In fact, Doll soon got a house out in Buckhurst Hill so she was out of the real danger. Her husband was called up into the army straight away at the start of the war and was soon away in France. One day Doll was cleaning her windows when she saw this soldier coming up the street. He was in a dreadful state; a total wreck, scruffy and staggering all over the place. He looked more like a tramp than a soldier. She assumed he must be totally drunk and was quite scandalised, but she watched him steadily making his way towards her. Eventually he stopped at the little wall in front of the house and looked up at Doll, who w
as still standing at the window watching him.
‘Let me in, Doll,’ he said.
It was her husband just back from Dunkirk. The effect of the exhaustion, the strain, the battering and all the rest had changed him so much that she hadn’t recognised him. He had got back with nothing except the clothes he was wearing – he had even lost his tin hat. It must have been bad, because my brother Bob always maintained that the one thing you never took off, never let go of, hung on to at all costs, was your tin hat. Your rifle might get ‘too heavy’ or ‘get in the way’, but you wore your tin hat to the last.
Those early days were pretty chaotic and Hitler could have had anything he wanted if he had bothered to turn up. Fred’s brother George was working down on the south coast, where he joined the Home Guard. He was given a large spike and told to protect the coast from invasion! Nobody told him what to do with this spike if the invasion did come, but he still swears that he saw it approaching at least half-a-dozen times on his first night of sentry duty. My sister’s husband-to-be, also a George, was also in the Home Guard. They had an anti-invasion exercise one night and he was ever so excited because his platoon had been chosen as one of the attackers. With all the anti-German feeling around we couldn’t understand why anybody would even want to play-act being a German. But, he explained, the defenders were on duty all night while the attackers were sooner or later rounded up and then sent back to the HQ where they could have a cup of cocoa. It was much better to be an attacker.
Fred and Polly at about the time of their wedding (1932).
The war took quite a toll, though. Fred was in a reserved occupation – he was a toolmaker – though he was silly enough to volunteer. When he told the recruiting officer what job he did he got sent home with a flea in his ear for wasting their time! Apart from him, though, all my brothers, and most of the other men I knew, ended up in the forces. None of them was killed, in fact none was physically wounded, but looking back most of them paid a high price for their service. Daisy’s husband John was blown up in the desert. He was in the artillery and his gun got a direct hit. I suppose it must have set off some of the ammunition because there was an enormous explosion and all that was left was a hole in the ground. Anyway, John was assumed dead, along with all the other blokes who were never found, but a couple of days later he wandered in from the desert. He didn’t know who he was, what he had done, or where he had been. He was eventually invalided home but was always a bit vacant, and had to be told what to do next. If they were going out he had to be told to put his shoes on because otherwise he would carry on wearing his slippers. He became a bit of a joke among people who had not known him before the war. But honestly, when he went off into the army he was the finest man who ever walked God’s earth; the man who came back was nothing like the man who went out. It was heartbreaking.

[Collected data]
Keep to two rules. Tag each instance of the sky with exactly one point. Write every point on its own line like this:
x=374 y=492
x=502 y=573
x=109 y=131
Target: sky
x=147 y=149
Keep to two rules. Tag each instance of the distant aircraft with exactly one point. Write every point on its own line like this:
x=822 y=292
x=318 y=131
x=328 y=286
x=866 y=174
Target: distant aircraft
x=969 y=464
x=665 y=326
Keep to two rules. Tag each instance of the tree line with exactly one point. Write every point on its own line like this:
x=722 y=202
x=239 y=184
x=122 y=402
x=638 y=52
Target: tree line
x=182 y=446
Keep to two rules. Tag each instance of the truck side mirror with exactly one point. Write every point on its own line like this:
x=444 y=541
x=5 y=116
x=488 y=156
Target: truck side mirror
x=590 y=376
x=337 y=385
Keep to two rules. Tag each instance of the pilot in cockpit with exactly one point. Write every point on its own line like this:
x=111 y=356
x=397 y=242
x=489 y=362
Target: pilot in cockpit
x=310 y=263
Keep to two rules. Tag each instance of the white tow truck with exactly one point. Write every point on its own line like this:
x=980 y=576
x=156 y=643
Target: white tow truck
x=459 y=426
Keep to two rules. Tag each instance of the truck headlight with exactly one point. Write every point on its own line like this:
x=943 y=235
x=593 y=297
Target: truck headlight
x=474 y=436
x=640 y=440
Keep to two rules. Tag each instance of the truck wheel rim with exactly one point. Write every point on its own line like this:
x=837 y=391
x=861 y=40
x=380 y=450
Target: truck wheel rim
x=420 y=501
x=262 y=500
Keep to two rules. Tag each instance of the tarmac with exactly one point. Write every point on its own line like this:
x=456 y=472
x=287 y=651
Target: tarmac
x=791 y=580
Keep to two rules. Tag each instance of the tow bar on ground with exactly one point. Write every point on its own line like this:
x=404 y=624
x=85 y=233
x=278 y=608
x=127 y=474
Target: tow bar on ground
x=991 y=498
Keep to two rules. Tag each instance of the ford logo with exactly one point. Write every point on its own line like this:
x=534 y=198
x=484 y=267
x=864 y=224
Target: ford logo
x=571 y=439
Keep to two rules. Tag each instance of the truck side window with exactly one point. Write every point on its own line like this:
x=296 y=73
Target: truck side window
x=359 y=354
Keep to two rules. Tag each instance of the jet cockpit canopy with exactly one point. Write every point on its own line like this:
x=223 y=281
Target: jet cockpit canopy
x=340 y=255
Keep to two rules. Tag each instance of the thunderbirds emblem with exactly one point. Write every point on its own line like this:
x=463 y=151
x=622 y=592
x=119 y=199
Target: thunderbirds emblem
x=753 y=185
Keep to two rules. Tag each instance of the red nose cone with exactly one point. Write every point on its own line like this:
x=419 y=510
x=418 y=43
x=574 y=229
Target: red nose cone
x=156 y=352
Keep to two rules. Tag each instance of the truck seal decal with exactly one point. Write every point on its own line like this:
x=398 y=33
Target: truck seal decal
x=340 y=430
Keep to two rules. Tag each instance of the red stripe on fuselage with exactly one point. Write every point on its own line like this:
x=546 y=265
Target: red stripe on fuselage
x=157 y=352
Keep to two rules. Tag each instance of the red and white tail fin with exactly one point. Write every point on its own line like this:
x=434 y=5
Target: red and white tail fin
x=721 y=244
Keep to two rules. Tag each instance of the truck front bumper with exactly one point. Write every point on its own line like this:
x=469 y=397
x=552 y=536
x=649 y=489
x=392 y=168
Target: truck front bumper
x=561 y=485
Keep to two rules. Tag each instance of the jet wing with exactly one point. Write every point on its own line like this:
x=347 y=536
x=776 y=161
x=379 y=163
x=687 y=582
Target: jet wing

Task to carry out:
From the wartime memoir, reproduce the passage that begins with the words containing "In fact, Doll" and ends with "window watching him.".

Answer to the exercise:
In fact, Doll soon got a house out in Buckhurst Hill so she was out of the real danger. Her husband was called up into the army straight away at the start of the war and was soon away in France. One day Doll was cleaning her windows when she saw this soldier coming up the street. He was in a dreadful state; a total wreck, scruffy and staggering all over the place. He looked more like a tramp than a soldier. She assumed he must be totally drunk and was quite scandalised, but she watched him steadily making his way towards her. Eventually he stopped at the little wall in front of the house and looked up at Doll, who w
as still standing at the window watching him.